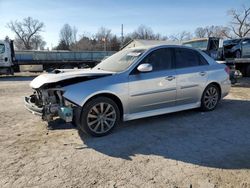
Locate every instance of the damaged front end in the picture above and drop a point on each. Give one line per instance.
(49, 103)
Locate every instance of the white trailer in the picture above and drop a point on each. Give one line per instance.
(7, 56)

#####

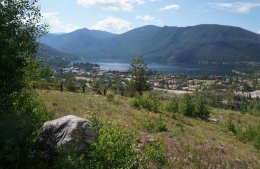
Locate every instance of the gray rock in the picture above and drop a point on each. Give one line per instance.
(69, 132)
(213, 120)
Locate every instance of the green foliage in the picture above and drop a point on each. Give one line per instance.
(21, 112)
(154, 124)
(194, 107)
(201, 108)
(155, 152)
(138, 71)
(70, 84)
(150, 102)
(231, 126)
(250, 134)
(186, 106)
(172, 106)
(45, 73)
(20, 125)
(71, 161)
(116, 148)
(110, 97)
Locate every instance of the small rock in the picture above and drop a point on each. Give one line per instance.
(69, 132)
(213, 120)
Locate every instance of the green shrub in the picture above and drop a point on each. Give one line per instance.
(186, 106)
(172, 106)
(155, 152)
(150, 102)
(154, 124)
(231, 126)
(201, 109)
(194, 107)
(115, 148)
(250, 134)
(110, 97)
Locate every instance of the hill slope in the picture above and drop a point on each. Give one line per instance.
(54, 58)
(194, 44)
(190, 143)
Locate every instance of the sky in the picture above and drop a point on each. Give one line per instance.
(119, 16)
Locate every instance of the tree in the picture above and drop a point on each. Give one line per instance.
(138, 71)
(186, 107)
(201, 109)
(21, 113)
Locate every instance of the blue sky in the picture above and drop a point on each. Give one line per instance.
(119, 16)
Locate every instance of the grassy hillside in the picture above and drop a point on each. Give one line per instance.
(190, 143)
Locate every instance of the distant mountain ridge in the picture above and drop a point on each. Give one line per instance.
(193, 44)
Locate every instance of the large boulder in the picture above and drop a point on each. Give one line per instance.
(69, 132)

#####

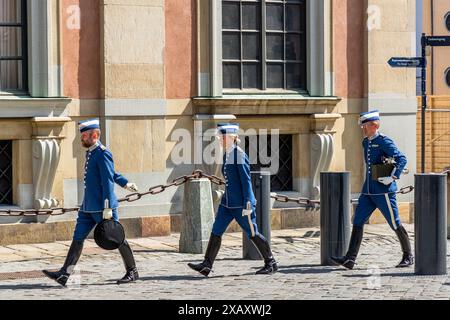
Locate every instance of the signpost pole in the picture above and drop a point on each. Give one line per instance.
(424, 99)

#####

• [Given instruction]: Find every line in the entries above that contains the string "green", and copy each of those lines. Uppercase and lowercase letters count as different.

• [Correct answer]:
Locate every instance of the green foliage in the picture above and drop a point on each. Give one line per instance.
Locate every instance of the green shrub in the picture above and drop a point on each. Give one line per instance.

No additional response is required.